*** Text for analysis Section Begins ***

Excessive cleanliness cause of coronavirus spread
I have decided the problem causing coronavirus to spread so rapidly is excessive cleanliness. Everywhere you go there are people cleaning. Store employees clean every handle, shelf and scanner after every use all day long. Not long ago, these things were never cleaned. No one complained, and we seldom got sick. Now, store greeters are feverishly wiping down or spraying all the shopping carts as fast as they are returned from the cart corrals.
At the gas station, I went to pay and my hand hit an invisible shield. It was so clean I couldn’t even see it. I thought invisible shields were only in science-fiction movies.
Then, there are the glass doors. Thank God, most of them are automatic. If they didn’t open by themselves, I might walk into them.
Everyone has been encouraged to wash their hands and use hand sanitizer throughout the day. Now, we’ve been told that lots of hand sanitizers actually contain a toxic chemical that could make you sick. You need to check the list of ingredients. How many people do that? Then, you have to wonder what is actually in those hand-sanitizer dispensers that have magically popped up everywhere.
We used to wallow in our own filth. So what if the floor was dirty and the dust was an inch thick?
There is a commercial on TV where the woman says she never worried about a little dust until she found out it was actually dust mites. A picture appears on the screen showing several bugs. I haven’t seen any of my dust move. I wish it could move on its own. That would save me a lot of work.

*** Text for analysis Section Ends ***

**Assignment 1:**
In the column on excessive cleanliness, what do store greeters do to shopping carts returned from the cart corrals?
**Assignment 2:**
Continue the column on excessive cleanliness, picking up after its final sentence.

*** Extracted records Section Begins ***

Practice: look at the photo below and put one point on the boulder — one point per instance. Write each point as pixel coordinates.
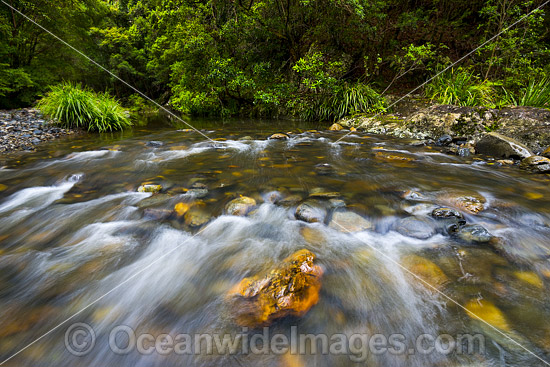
(425, 270)
(416, 227)
(154, 144)
(444, 140)
(335, 127)
(240, 206)
(324, 169)
(156, 214)
(198, 189)
(289, 289)
(196, 216)
(346, 221)
(279, 136)
(488, 312)
(536, 164)
(150, 188)
(500, 146)
(447, 213)
(472, 203)
(311, 211)
(474, 233)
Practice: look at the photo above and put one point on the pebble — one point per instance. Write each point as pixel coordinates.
(23, 129)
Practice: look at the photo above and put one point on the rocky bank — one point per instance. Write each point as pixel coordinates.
(414, 119)
(23, 129)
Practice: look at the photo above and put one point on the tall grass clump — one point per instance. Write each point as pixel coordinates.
(342, 101)
(72, 106)
(461, 87)
(535, 94)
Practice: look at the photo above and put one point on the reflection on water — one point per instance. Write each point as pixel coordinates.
(73, 227)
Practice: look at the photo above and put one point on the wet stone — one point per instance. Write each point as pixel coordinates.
(279, 136)
(240, 206)
(500, 146)
(474, 233)
(154, 144)
(324, 169)
(446, 213)
(311, 211)
(198, 189)
(196, 216)
(536, 164)
(444, 140)
(335, 127)
(150, 188)
(156, 214)
(291, 288)
(415, 227)
(347, 221)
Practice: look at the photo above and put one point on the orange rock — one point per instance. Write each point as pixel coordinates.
(335, 127)
(291, 289)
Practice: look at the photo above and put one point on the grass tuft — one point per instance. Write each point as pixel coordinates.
(72, 106)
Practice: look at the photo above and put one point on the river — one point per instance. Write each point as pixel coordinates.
(76, 237)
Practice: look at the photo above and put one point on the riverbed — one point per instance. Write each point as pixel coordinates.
(77, 237)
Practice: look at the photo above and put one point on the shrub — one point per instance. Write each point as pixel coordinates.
(343, 101)
(72, 106)
(535, 94)
(461, 87)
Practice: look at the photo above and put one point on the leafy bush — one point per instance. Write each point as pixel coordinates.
(345, 100)
(72, 106)
(323, 94)
(535, 94)
(461, 87)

*** Extracted records Section Ends ***

**Task result 1:**
They feverishly wipe down or spray the carts as fast as they are returned.

**Task result 2:**
I’ve often thought the dust at my house was caused by continual construction in the area. We moved out in the country but, in the last 47 years, there have been so many new homes, businesses and school buildings built, road construction, retaining walls and culvert replacements, street extensions and roundabouts, an electrical substation erected, the nearby shopping center torn down and rebuilt, gas and water lines dug up and replaced, and we had that Godzilla dust cloud float over from the Sahara Desert. Can’t they keep their dust over there? Can I send some of my dust to them? I know they already have plenty, but so do I.
I figure if the dust is floating in through my open windows, it must be floating into all the other houses around here so I don’t feel guilty about not cleaning it up ASAP.
It’s been four months now since the virus arrived. I haven’t taken any precautions except for frequent hand washing, which I always did without being told.
The experts don’t know what to do. The rules keep changing. We can’t make any plans, and there’s nothing to look forward to anytime soon. For now, we’re all just stuck in coronavirus hell.